*READING PASSAGE:*
Middlemore Hospital - Photo: Google Maps

The government has now revealed it approved an extra $11.5 million dollars to fix one of four leaky and rotting buildings at Middlemore Hospital.

RNZ has revealed four big and relatively new Middlemore Hospital buildings are affected, including the children's hospital and the nearby Manukau Superclinic.

Documents obtained under the Official Information Act show the decay is so bad it is in danger of breaching the walls, and could contaminate the air and make staff and patients sick.

The Health Minister's office said yesterday David Clark could not comment.

But today the Minister announced that early this week he'd signed off funding for re-cladding work on the Scott Building which has timber framing decay and mould.

The extra injection of funds takes the total cost of the remediation project to $27.5 million.

Dr Clark said the health board's advice was that patient safety is not at risk as long as any rot and mould are contained in the walls.

The Health Minister was not told the full extent of the leaky and rotting buildings at Middlemore Hospital.

Yesterday he announced an extra $11.5 million to fix one of the buildings, but it's been revealed he wasn't told about three other badly damaged buildings.

Documents released to RNZ News under the Official Information Act show the Counties Manukau district health board has known about critical problems at its Kidz First hospital, the Scott and McIndoe buildings and the Manukau Superclinic - since 2012 in some cases.

Dr Clark said he met with the DHB last week and was only told about the Scott Building.

He said he would be having a frank conversation with the board's chair and will be seeking an explaination.

The documents showed the hospital's management has known since 2012 about problems with two of the buildings, and discovered issues with two others in 2013 and 2014 - but has not fixed them.

Counties Manukau DHB said in a report that it has put safety measures in place, including monitoring at one of the buildings, but it has not detailed exactly what measures and is refusing to be interviewed.

*SUPPLIED RECORDS:*
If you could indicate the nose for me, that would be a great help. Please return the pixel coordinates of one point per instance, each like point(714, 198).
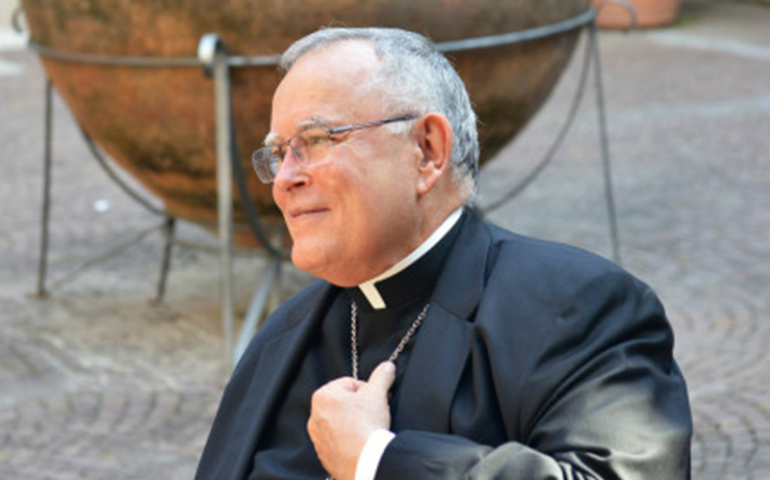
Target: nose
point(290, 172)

* * *

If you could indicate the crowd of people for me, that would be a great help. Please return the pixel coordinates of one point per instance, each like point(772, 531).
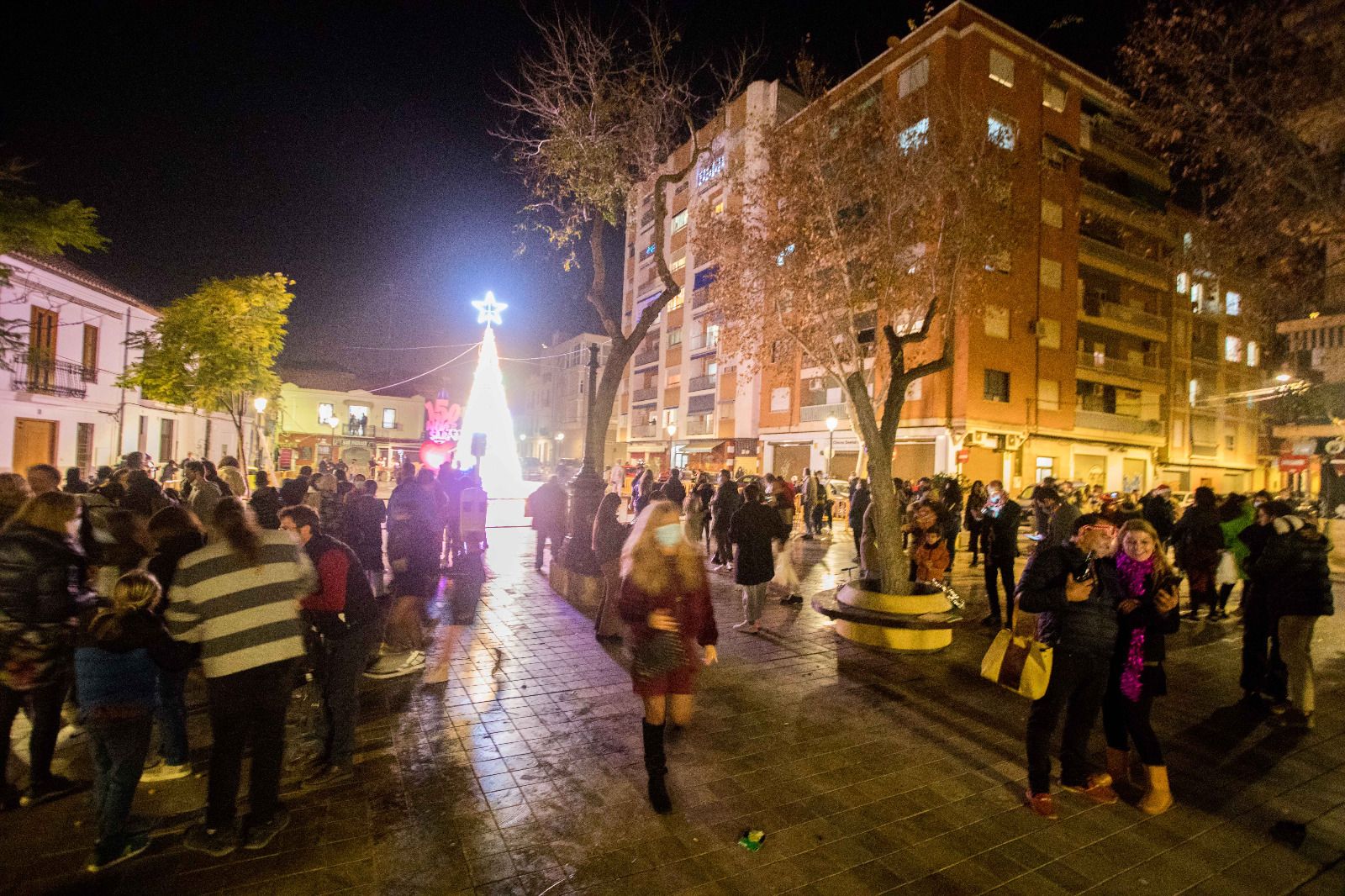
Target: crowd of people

*QUESTIONS TO ANSWER:*
1. Answer these questions from the Middlemore Hospital article.
(a) What is the total cost of the remediation project once the extra funding is added?
(b) Which building did Dr Clark say he was told about when he met with the DHB last week?
(c) Under which act were the documents released to RNZ News?
2. Write the next paragraph of the article about the leaky and rotting Middlemore Hospital buildings, starting after its final sentence.

*RESPONSES PER TASK:*
1.
(a) $27.5 million.
(b) The Scott Building.
(c) The Official Information Act.

2.
Efeso Collins is the Auckland councillor representing the Manukau ward, which includes Middlemore Hospital.

He told Morning Report the first he had heard about the rot was on RNZ this morning and was he was deeply concerned.

"We're sending sick kids from damp homes in South Auckland to a damp hospital.

"And the fact that the DHB is saying nothing, isn't talking to media ... it's deeply concerning.

"It's shocking."

Mr Collins said it was very disappointing for his area where there were high rates of rheumatic fever and asthma.

"Slowly what we're seeing is this complete erosion of peoples' confidence in a health service that we've depended on for so long."

He said he would contact the DHB board this morning to find out why the information has only came to light now, six years after they first became aware of the issue.

Mould 'like asbestos dust'

The hospital buildings should have been vacated as soon as dangerous mould was found, a lawyer who has handled hundreds of leaky building cases said.

"[The mould] stachbotrys is a very significant problem. It's effectively like asbestos dust and it can get into your lungs and cause all sorts of respiratory problems," Auckland lawyer Paul Grimshaw said.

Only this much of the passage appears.